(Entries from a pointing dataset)
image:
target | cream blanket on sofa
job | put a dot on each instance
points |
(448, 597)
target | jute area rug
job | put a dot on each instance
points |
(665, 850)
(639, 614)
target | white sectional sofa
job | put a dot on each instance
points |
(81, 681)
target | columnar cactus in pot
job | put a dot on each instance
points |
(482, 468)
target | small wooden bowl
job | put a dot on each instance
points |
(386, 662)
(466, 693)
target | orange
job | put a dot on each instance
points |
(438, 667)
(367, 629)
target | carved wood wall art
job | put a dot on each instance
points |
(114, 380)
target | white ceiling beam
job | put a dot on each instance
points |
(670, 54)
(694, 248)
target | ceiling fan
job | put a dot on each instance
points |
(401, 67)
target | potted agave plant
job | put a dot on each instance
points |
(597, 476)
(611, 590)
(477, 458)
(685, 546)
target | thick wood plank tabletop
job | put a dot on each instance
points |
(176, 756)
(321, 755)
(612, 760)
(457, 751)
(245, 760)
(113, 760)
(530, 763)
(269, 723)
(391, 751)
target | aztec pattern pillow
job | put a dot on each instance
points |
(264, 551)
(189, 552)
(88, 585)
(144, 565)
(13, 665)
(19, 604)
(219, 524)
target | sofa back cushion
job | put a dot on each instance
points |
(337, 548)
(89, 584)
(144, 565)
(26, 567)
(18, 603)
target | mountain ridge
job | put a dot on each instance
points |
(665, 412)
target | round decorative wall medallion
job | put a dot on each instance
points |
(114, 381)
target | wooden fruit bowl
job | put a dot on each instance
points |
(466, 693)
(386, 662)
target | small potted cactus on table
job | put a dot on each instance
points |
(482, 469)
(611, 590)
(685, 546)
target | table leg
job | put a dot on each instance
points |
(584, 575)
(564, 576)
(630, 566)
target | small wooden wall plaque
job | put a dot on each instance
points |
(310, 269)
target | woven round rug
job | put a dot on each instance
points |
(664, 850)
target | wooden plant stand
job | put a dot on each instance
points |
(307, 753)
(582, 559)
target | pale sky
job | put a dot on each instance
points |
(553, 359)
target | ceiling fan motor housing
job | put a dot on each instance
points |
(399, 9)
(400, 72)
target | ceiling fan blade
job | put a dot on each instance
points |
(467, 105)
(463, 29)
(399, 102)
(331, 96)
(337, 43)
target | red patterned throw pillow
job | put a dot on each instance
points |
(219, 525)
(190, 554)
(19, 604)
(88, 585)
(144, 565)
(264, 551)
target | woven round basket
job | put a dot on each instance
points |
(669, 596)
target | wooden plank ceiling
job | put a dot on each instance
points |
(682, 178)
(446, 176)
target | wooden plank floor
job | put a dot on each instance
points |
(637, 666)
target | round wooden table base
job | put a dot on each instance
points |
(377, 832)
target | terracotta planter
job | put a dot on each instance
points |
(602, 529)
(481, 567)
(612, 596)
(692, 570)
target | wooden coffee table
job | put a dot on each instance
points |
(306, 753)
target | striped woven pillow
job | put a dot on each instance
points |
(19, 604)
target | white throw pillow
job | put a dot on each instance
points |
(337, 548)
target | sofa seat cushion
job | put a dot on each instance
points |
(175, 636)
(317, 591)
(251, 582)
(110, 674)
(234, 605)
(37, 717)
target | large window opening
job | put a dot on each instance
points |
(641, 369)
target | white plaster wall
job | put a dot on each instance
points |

Your goal:
Return the entries above exactly as they appear.

Response to the task:
image:
target | cream blanket on sofa
job | put a dot on each instance
points |
(448, 597)
target | jute area rug
job | put a dot on each instance
points |
(665, 850)
(639, 614)
target | white sectional sofa
job | put a dot on each instance
points |
(81, 681)
target | columnar cactus in pot
job | put a dot on each instance
points |
(482, 468)
target | small wooden bowl
job | put a dot on each instance
points |
(386, 662)
(466, 693)
target | orange
job | put a dot on each instance
points |
(438, 667)
(367, 629)
target | carved wood wall art
job | put a dot on each instance
points |
(114, 380)
target | white ceiling beam
job | put a dot on each instance
points |
(670, 54)
(694, 248)
target | ceiling fan
job | put a dot on each instance
points |
(401, 67)
target | potted agave plant
job | put a dot on each instance
points |
(597, 476)
(611, 590)
(477, 458)
(685, 546)
target | thick wood plank tabletop
job | put a dot on each instance
points |
(176, 756)
(321, 755)
(612, 760)
(457, 751)
(245, 760)
(113, 760)
(530, 763)
(269, 723)
(391, 751)
target | aztec pattern pillow
job | put a dot on each instance
points |
(264, 551)
(189, 552)
(88, 585)
(144, 565)
(13, 665)
(19, 604)
(219, 524)
target | sofa back cushion
job | put a dot on each instance
points |
(337, 548)
(89, 584)
(144, 565)
(26, 567)
(18, 603)
target | mountain ridge
job | put a dot on each instance
points |
(665, 412)
target | round decorative wall medallion
job | put a dot on each instance
points |
(114, 381)
target | wooden fruit bowl
job | put a dot on each instance
points |
(466, 693)
(386, 662)
target | small potted cactus on table
job | put a dot on each instance
points |
(482, 469)
(611, 590)
(685, 546)
target | table leg
job | put a dot on each instance
points |
(584, 575)
(564, 576)
(630, 566)
target | small wooden wall plaque
job | put a dot on each instance
points |
(310, 269)
target | woven round rug
job | put a dot on each instance
points |
(664, 850)
target | wooden plant stand
job | put a dot on each instance
points |
(307, 753)
(582, 559)
target | pale sky
job | put a dot on each instance
points |
(553, 359)
target | ceiling fan motor housing
job | put a dot on each instance
points |
(399, 9)
(400, 72)
target | ceiling fan blade
job | put a dot on each instance
points |
(467, 105)
(463, 29)
(399, 102)
(331, 96)
(337, 43)
target | red patterned throw pillow
job | put a dot on each instance
points |
(219, 525)
(190, 554)
(19, 604)
(88, 585)
(144, 565)
(264, 551)
target | woven round basket
job | put a dot on each instance
points |
(669, 596)
target | wooden plank ceiling
job | put a dot on each instance
points |
(682, 178)
(446, 176)
target | wooden plank floor
job | put a dot on each instance
points |
(637, 666)
target | round wooden table base
job | put a dot on each instance
points |
(377, 832)
target | terracotta planter
job | put a dot on each instance
points |
(602, 529)
(481, 567)
(612, 596)
(692, 570)
target | wooden coffee table
job | put a dot on each instance
points |
(306, 753)
target | striped woven pillow
job | put a dot on each instance
points |
(19, 604)
target | white throw pillow
job | put a dot on each instance
points |
(337, 548)
target | sofa seat cushion
job | put a dot on each instance
points |
(175, 636)
(317, 591)
(251, 582)
(110, 674)
(234, 605)
(37, 717)
target | large window opening
job | put a dot on each instance
points |
(641, 369)
target | white plaster wall
job | put a dot on each instance
points |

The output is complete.